─── Selected passage

Team’s Status Report for October 18

Most Significant Risks and Management

The primary risk identified was Fingertip Positional Accuracy, specifically along the keyboard’s depth (Z-axis). Previous geometric methods yielded significant positional errors, which threatened the system’s ability to distinguish between adjacent keys (e.g., confusing Q, A, or Z) and thus made reliable typing impossible. To manage this risk, our contingency plan was the rapid implementation of the Pixel Centroid Method. This technique calculates the statistically stable Center of Mass (Centroid) of the actual finger pixels, providing a highly stable point of contact that successfully mitigates the positional ambiguity risk.

Changes to System Design

A necessary change was introduced to the Fingertip Tracking Module design. We transitioned from geometric projection methods to an Image Processing Refinement Pipeline (the Pixel Centroid Method). This was required because the original methods lacked the vertical accuracy needed for key mapping. The cost was one additional week of time, but this is mitigated by the substantial increase in tracking stability and accuracy, preventing major integration costs down the line.

Updated Schedule

No significant changes have occurred to the overall project schedule.

──────

§ **Exercise task 1**: Translate this sentence from the status report into French: "A necessary change was introduced to the Fingertip Tracking Module design."
The status report and the records after it are unrelated material.

─── Entries provided

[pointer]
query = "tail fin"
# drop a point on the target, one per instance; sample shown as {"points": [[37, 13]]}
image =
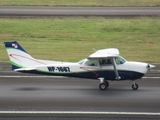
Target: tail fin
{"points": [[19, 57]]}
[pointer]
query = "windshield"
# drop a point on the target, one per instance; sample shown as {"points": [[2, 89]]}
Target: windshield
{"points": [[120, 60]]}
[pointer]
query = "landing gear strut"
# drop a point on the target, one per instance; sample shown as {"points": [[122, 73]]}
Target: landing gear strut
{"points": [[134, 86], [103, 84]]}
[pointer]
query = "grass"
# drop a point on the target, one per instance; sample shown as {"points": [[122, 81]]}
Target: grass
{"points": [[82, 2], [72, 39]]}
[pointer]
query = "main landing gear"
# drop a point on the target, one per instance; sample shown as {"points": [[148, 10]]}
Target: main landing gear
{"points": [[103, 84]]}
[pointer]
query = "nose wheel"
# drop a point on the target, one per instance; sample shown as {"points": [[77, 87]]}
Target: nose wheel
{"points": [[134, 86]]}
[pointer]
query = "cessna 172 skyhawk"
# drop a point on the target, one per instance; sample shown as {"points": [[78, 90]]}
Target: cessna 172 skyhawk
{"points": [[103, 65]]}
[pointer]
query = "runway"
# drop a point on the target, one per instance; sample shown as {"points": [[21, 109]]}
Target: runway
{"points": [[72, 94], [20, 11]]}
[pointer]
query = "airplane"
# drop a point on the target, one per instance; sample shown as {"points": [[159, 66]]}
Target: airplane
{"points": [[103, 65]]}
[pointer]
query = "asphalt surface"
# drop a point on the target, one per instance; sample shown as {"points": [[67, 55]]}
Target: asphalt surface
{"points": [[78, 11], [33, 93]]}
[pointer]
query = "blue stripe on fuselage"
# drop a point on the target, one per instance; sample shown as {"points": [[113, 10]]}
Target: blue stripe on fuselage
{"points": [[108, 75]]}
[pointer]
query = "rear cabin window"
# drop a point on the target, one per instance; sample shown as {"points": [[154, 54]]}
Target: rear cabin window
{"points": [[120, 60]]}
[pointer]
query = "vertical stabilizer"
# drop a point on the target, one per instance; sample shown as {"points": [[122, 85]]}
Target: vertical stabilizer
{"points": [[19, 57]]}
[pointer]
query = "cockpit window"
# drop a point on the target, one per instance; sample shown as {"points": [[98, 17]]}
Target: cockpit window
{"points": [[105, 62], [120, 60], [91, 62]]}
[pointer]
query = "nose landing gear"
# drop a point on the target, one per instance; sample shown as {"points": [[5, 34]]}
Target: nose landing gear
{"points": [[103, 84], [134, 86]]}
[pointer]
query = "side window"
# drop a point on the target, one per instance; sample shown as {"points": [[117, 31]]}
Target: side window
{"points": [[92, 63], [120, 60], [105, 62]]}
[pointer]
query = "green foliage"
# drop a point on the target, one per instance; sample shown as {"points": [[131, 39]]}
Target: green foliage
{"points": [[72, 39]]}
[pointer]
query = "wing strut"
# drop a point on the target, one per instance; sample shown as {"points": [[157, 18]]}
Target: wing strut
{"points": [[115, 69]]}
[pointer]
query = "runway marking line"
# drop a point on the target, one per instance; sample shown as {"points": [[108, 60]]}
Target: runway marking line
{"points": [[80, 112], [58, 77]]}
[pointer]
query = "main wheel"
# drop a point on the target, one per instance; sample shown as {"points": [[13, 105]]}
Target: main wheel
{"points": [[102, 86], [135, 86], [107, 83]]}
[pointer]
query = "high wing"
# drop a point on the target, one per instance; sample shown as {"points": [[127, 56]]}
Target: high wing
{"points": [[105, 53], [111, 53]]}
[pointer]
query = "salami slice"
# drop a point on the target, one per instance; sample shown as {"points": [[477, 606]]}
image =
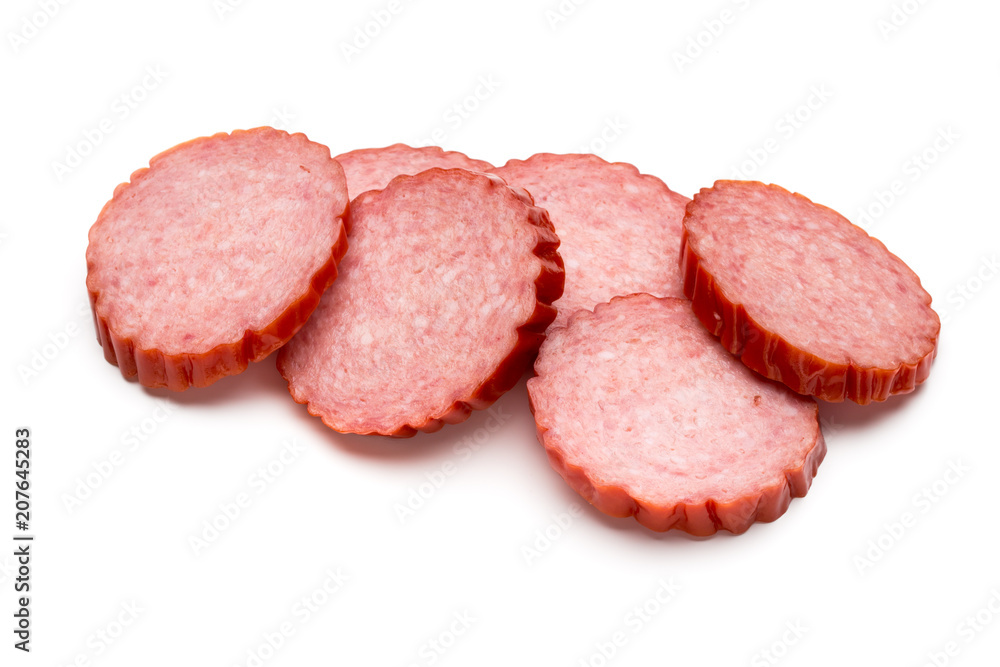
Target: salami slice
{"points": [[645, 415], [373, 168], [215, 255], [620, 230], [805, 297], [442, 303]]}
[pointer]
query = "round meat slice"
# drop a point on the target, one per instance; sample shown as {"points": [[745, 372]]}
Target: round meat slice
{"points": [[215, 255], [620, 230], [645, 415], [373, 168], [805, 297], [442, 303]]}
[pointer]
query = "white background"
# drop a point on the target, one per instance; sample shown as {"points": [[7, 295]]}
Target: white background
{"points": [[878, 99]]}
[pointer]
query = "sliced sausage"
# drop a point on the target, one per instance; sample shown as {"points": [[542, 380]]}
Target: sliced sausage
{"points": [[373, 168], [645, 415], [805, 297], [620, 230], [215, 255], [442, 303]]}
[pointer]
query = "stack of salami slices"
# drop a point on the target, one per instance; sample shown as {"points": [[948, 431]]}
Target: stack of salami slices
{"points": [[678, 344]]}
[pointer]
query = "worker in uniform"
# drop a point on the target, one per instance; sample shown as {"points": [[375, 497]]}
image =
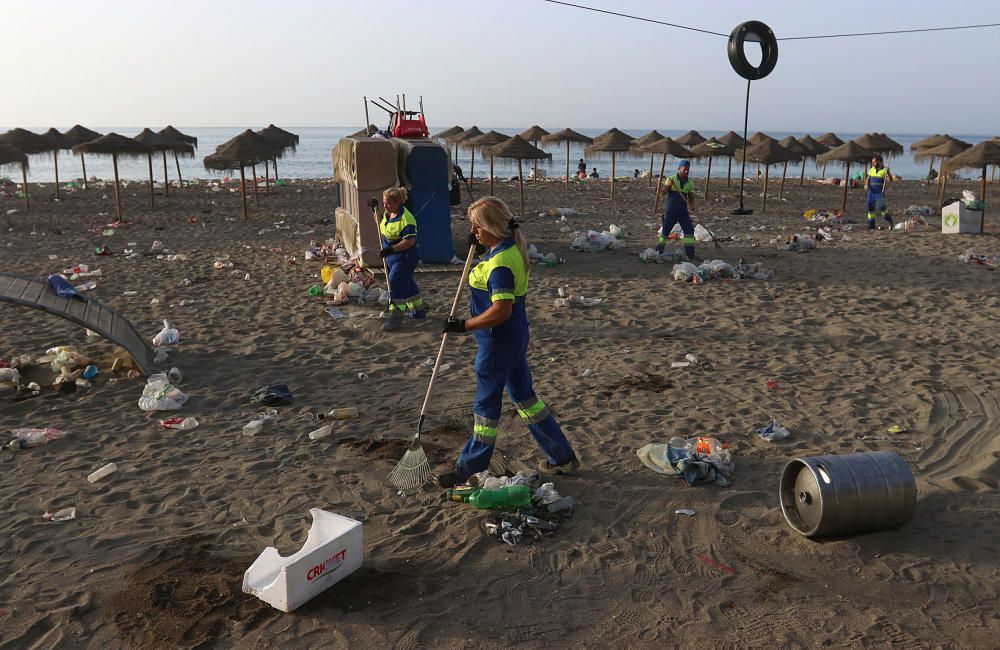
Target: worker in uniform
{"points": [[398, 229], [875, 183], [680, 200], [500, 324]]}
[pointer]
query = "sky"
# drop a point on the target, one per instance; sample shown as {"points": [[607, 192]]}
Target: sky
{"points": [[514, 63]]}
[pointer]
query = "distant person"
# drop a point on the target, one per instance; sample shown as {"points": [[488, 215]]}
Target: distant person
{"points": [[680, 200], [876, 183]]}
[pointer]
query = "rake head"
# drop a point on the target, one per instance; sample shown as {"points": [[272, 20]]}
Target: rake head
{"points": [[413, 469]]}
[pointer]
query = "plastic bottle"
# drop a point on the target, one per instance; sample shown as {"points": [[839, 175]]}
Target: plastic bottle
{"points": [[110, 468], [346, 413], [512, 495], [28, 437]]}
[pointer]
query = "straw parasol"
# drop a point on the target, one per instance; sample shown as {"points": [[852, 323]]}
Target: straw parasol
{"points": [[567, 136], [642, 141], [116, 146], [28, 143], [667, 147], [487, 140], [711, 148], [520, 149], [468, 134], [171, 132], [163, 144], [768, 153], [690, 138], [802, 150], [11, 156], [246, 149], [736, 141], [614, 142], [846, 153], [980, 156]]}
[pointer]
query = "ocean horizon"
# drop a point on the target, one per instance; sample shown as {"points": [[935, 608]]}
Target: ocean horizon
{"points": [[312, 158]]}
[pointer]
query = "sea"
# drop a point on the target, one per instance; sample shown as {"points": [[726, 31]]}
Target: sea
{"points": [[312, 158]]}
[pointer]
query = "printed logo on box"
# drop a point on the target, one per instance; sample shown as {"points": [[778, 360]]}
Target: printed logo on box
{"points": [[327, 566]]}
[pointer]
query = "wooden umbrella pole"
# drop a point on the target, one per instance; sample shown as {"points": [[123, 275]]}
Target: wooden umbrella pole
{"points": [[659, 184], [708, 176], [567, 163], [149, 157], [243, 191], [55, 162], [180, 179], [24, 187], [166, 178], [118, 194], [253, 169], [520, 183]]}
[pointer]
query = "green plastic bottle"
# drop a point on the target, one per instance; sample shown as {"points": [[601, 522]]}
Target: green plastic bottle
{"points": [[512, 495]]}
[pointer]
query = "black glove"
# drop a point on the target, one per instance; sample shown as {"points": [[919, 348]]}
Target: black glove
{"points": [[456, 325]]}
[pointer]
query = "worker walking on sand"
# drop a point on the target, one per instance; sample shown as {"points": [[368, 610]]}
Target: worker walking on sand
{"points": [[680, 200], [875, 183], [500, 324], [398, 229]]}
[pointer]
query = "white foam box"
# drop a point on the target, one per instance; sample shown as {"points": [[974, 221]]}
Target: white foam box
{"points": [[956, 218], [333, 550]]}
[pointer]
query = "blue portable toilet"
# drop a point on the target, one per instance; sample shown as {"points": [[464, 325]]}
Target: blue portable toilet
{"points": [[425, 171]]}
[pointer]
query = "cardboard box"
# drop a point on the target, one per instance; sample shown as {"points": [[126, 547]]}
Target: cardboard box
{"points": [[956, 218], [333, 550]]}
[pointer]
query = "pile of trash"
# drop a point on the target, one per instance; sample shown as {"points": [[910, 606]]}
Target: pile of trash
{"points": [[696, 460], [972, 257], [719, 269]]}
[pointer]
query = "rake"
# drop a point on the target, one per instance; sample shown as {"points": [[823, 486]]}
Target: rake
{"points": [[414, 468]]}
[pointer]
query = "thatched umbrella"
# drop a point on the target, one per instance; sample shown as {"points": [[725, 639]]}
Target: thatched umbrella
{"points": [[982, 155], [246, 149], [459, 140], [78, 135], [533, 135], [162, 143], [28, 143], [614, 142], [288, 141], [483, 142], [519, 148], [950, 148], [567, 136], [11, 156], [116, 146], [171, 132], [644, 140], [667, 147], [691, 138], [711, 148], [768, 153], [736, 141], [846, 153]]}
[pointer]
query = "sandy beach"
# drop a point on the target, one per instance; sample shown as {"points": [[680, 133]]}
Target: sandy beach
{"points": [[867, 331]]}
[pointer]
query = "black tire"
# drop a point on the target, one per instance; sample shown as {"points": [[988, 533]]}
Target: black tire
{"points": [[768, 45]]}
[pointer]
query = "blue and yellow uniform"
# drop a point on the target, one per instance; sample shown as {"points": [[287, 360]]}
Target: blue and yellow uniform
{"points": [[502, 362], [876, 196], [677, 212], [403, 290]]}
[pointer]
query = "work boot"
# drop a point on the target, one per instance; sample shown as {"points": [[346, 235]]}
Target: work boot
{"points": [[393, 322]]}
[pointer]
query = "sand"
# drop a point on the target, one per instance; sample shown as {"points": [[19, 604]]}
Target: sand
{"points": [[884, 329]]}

──────

§ **Exercise task 2**: List every line of the records that contains the string "walking".

§ **Solution 1**: Une modification nécessaire a été apportée à la conception du module de suivi du bout des doigts.

§ **Solution 2**:
query = "worker walking on sand"
Target: worker walking on sand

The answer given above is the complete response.